> AIM OF THE EXERCISE: In the text on OLSH's visual arts program, where does the money raised at the Empty Bowls event go?

> TEXT PASSAGE:

OLSH's visual arts program is very robust. From ceramics to digital photography, students can find projects to suit their varied interests. 

The Studio

The OLSH Art Studio is equipped with a rolling slab, four pottery wheels, and a large electric L&L kiln. Students have access to the studio during class periods and during study halls as availability allows.

The equipment available to our art students continues to be updated to provide our students with experience working with the most up-to-date technology. For example, digital photography students have access to five Cannon PowerShot ELPH 115 IS cameras and two Nikon DX cameras.

Colorful ceramic pots lined up after being fired in the kiln at OLSH

Empty Bowls Project

Each year, OLSH artisans meet every other week to create handcrafted bowls and plan the Empty Bowls event. Empty Bowls is in international project to fight hunger. At OLSH, members of the school community are invited to a simple meal of soup and bread. In exchange for a cash donation, guests are asked to keep a bowl as a reminder of all the empty bowls in the world. The money raised is donated to Our Lady's Pantry, who in turn feeds the hungry in Coraopolis and the surrounding neighborhoods.

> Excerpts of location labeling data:
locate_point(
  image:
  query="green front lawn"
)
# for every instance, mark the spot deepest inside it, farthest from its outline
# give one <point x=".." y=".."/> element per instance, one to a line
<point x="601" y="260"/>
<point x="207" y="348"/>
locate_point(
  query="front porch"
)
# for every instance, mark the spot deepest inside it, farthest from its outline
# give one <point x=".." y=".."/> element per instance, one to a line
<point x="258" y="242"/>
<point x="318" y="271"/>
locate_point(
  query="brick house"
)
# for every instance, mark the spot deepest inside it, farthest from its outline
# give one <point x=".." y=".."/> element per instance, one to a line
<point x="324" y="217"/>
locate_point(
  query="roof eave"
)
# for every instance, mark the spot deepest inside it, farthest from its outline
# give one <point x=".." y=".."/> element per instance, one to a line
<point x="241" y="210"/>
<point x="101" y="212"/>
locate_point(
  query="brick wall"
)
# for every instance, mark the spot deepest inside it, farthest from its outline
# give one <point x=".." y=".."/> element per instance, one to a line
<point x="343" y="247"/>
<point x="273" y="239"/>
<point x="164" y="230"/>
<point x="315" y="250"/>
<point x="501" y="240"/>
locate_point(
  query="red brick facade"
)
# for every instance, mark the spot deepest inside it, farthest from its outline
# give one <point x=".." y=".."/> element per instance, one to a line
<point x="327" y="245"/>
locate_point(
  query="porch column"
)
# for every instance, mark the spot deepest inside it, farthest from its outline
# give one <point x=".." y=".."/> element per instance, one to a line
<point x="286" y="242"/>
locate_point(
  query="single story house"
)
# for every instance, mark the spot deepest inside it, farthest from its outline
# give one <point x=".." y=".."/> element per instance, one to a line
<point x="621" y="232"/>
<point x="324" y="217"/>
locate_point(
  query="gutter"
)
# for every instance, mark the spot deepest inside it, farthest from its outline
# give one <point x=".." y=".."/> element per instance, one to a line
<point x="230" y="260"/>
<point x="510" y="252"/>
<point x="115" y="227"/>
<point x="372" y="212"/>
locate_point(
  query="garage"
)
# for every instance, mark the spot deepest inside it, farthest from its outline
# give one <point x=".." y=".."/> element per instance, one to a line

> ANSWER TO THIS PROBLEM: It is donated to Our Lady's Pantry, which feeds the hungry in Coraopolis and the surrounding neighborhoods.